• DOCUMENT PASSAGE
[Start of section]

THE dominant grip which the SNP has held over Scotland’s political scene for the best part of a decade reached new heights this week.
An astonishing poll put support for the party at 60 per cent in Scotland less than a year out from the Scottish Parliament elections next year. This compares with the 45 per cent which the party polled last time out at Holyrood when Alex Salmond won an “unprecedented” majority – something the voting system was specifically designed to guard against happening.
It came as Nicola Sturgeon’s soaring personal profile went global with a triumphant appearance on the prestigious Daily Show with Jon Stewart in the US. Government aides say media demand stateside for a slice of the First Minister hit fever pitch on the back of her appearance on the satirical show.
All of which suggests a thoroughly miserable year ahead for the opposition in Scotland. Labour are likely to be bedding a young new leader with Kezia Dugdale poised to replace Jim Murphy, but even senior party figures accept they have little or no chance of winning next year. Conservative leader Ruth Davidson cut an impressive figure in the recent referendum and UK elections, but Tory votes fell again in May, while the Lib Dems sunk to 0 per cent in parts of the country in last week’s poll.
Is there any stopping the Nationalist juggernaut? Well, thrusting the SNP’s record on the “bread and butter” issues under the spotlight, such as classroom standards, childcare and hospital waits – where the buck stops firmly with Ms Sturgeon – might be a start.
The SNP has faced difficult questions over key issues for which it alone is responsible in Scotland in the past four years. Campaigning mothers have revealed thousands of youngsters are missing out on their free childcare over a lack of flexibility in the system – despite Ms Sturgeon’s much vaunted aspiration to get a generation of working mothers back into the workplace with universal free childcare. Relations with teachers are not good, with the profession balloting on strike action over pay and conditions after a spat with ministers over falling standards of reading and writing. Scotland’s A&E wards have missed official waiting time targets for almost six years and concerns over Scottish policing persist over armed police routinely patrolling local beats and excessive use of stop and search.
But, the prospect of more powers coming to Holyrood in Scotland Bill continues to dominate the political agenda – and a second independence referendum still hangs in the background. If Scotland’s opposition wants to at least make a fist of it next year, they must achieve something that hasn’t been done in a decade – and focus the election battleground on the SNP’s own domestic record.

[End of section]

• STUDY MATERIAL
[Start of section]

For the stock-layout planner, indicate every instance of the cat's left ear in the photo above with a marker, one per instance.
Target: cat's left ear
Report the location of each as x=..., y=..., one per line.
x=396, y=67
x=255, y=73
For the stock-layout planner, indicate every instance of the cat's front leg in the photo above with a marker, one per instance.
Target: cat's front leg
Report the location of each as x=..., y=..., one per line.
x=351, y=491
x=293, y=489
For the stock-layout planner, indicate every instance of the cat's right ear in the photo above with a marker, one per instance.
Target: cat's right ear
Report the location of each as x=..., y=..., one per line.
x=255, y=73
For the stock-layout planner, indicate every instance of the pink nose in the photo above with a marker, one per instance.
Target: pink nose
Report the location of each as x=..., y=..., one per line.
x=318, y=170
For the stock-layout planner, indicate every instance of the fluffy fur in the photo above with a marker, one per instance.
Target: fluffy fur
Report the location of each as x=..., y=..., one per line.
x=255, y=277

[End of section]
[Start of section]

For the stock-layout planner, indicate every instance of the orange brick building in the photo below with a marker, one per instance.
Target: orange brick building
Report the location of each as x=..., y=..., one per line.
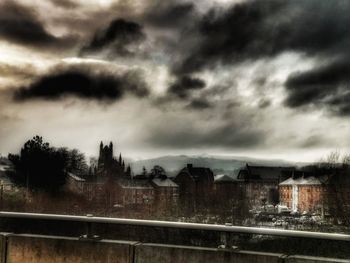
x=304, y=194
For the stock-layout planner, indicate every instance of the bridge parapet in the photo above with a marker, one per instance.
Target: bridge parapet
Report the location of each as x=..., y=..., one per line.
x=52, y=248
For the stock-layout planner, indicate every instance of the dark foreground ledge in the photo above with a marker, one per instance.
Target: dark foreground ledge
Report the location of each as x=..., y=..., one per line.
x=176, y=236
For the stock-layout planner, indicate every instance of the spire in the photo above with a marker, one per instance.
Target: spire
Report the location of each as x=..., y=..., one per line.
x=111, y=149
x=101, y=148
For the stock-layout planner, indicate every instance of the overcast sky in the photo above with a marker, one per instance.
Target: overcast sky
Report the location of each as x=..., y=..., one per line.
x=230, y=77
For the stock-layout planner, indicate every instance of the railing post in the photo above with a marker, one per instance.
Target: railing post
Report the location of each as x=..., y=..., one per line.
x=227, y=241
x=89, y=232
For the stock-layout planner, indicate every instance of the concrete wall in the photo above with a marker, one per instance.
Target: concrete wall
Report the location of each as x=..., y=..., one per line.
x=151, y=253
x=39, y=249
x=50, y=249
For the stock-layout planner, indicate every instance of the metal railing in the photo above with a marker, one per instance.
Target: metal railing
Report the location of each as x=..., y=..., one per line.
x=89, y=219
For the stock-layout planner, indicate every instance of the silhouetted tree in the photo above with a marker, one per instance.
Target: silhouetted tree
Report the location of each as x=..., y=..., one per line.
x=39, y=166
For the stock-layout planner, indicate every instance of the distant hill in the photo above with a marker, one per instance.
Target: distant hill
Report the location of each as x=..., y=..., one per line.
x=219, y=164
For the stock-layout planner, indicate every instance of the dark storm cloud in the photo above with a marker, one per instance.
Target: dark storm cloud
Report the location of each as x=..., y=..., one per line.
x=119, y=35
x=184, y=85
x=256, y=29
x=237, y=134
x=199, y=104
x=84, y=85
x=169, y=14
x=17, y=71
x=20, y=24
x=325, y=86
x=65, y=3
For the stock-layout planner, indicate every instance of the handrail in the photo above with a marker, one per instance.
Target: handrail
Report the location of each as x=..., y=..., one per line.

[End of section]

• TASK ITEM
Retype the passage from the article on the SNP's dominance in Scotland, starting at "Is there any" and ending at "be a start.".

• RESPONSE AREA
Is there any stopping the Nationalist juggernaut? Well, thrusting the SNP’s record on the “bread and butter” issues under the spotlight, such as classroom standards, childcare and hospital waits – where the buck stops firmly with Ms Sturgeon – might be a start.